- Your objective -
Going down the data below, set down exactly the line with "Target: stone base block" and each line after it through the line with "the wooden pillar"; no other lines.

[Stored data entries]
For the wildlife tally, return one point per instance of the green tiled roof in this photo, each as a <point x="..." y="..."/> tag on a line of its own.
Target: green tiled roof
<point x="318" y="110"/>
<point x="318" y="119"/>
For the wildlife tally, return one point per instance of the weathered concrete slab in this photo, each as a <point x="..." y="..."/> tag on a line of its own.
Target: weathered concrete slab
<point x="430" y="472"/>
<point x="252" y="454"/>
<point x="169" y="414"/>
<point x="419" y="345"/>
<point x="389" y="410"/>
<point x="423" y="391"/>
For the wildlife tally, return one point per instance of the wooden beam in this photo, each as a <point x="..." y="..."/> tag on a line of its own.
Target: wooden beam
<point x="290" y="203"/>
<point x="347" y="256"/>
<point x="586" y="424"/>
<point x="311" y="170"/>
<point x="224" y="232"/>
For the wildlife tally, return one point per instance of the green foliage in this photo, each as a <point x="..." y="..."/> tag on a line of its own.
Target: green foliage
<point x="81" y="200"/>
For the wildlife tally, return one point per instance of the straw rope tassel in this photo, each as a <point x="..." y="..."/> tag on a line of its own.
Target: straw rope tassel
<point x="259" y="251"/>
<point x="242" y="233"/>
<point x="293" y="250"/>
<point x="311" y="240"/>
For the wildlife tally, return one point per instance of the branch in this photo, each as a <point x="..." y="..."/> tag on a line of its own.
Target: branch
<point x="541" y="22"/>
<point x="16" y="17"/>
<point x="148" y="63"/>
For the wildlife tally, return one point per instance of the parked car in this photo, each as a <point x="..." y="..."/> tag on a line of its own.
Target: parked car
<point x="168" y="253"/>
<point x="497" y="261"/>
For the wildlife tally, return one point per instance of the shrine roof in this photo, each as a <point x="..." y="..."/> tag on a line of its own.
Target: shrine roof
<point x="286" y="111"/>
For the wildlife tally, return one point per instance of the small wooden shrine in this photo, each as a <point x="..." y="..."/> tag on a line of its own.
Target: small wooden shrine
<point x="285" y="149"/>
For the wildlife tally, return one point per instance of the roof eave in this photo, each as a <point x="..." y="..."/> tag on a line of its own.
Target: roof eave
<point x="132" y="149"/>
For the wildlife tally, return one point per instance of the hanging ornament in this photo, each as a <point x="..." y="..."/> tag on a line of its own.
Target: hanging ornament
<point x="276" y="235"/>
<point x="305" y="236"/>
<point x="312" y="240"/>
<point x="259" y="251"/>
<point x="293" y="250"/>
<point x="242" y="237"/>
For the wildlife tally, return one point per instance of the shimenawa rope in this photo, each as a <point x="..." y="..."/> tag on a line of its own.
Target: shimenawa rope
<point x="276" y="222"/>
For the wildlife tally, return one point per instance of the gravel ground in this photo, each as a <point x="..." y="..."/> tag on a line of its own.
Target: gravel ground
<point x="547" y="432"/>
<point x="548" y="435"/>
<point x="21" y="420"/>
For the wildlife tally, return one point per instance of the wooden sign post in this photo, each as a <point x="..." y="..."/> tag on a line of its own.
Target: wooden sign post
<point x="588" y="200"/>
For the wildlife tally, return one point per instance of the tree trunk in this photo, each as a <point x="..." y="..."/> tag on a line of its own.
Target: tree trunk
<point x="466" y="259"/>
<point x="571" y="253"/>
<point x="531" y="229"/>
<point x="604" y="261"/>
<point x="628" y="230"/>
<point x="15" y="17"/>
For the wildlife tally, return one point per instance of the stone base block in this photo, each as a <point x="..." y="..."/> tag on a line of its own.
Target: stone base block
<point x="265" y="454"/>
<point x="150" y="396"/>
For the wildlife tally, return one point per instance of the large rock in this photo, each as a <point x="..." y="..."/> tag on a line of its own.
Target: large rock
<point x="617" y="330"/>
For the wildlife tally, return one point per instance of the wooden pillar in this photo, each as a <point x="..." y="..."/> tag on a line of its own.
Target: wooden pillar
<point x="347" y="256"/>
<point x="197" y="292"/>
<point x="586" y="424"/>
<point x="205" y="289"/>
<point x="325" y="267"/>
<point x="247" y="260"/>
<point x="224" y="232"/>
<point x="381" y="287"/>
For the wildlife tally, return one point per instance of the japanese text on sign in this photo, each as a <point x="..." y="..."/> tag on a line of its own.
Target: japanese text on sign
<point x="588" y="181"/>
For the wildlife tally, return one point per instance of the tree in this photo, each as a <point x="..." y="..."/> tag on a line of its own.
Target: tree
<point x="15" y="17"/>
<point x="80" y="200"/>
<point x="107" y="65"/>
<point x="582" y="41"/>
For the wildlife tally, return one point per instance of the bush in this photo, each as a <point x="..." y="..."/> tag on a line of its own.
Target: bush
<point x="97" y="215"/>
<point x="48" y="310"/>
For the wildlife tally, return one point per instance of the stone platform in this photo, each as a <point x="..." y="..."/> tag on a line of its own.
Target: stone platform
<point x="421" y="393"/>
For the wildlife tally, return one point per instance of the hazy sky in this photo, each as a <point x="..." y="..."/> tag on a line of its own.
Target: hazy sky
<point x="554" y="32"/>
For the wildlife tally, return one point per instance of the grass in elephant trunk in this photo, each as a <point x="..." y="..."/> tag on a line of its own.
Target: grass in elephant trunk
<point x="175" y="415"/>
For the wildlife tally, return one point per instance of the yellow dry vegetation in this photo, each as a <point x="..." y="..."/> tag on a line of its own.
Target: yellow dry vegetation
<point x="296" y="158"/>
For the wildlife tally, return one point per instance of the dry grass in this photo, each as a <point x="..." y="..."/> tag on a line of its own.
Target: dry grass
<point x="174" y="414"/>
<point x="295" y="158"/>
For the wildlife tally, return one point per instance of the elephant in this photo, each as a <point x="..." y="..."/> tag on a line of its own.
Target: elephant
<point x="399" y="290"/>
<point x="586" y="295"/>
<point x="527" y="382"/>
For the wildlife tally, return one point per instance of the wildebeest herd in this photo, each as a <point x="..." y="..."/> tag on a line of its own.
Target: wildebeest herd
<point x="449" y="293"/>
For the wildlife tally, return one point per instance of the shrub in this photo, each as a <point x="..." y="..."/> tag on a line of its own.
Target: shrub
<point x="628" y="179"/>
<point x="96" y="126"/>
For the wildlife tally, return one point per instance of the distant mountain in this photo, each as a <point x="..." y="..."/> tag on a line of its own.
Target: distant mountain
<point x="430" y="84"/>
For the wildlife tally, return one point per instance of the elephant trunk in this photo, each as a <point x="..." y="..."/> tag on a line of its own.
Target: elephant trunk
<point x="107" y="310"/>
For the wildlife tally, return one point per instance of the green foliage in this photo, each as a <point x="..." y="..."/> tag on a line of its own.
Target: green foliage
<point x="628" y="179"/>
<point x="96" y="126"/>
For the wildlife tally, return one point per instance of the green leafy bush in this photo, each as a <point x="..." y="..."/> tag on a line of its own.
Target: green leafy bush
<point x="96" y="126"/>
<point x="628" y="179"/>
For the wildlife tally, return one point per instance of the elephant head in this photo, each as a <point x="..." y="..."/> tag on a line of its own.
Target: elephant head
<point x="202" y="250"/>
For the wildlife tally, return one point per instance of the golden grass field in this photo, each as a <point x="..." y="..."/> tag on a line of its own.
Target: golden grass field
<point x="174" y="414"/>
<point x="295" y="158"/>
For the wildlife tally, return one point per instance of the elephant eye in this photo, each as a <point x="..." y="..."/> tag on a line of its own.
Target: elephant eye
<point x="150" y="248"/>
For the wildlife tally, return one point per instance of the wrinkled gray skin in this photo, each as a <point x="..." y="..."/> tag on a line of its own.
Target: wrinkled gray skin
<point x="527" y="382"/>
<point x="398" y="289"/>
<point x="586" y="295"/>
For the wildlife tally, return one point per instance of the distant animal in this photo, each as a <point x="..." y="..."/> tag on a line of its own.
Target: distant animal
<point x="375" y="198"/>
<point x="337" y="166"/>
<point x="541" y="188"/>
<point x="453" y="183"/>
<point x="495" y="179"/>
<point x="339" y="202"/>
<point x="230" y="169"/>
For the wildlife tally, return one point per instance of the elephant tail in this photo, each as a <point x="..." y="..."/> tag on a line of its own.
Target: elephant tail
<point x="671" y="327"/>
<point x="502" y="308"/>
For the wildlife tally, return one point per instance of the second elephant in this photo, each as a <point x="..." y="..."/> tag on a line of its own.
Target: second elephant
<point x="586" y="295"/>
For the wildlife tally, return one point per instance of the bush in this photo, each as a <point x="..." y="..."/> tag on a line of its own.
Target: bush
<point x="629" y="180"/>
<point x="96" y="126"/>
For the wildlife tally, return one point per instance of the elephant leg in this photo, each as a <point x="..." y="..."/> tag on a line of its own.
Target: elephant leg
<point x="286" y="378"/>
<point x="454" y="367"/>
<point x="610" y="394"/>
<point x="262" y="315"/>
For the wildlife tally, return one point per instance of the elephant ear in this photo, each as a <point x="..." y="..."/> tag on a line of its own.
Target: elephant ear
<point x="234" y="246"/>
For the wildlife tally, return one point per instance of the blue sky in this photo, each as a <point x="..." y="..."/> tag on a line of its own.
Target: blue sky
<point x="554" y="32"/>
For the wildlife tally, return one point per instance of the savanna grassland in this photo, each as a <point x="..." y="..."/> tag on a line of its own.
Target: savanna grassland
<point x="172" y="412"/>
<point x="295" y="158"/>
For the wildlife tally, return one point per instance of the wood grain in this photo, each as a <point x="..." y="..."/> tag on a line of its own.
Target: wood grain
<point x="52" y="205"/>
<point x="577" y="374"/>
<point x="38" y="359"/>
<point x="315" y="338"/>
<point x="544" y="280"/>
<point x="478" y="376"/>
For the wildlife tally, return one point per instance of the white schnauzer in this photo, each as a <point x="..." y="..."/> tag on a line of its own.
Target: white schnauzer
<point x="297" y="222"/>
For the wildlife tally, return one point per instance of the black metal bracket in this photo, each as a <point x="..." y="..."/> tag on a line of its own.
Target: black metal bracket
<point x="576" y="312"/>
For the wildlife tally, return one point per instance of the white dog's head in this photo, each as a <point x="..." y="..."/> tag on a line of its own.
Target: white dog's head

- Task response -
Target: stone base block
<point x="265" y="454"/>
<point x="150" y="396"/>
For the wildlife tally, return one point per instance of the large rock in this photo, each as a <point x="..." y="..."/> tag on a line of its own.
Target: large rock
<point x="617" y="330"/>
For the wildlife tally, return one point per instance of the wooden pillar in this photo, each as a <point x="..." y="..."/> tag on a line of its own.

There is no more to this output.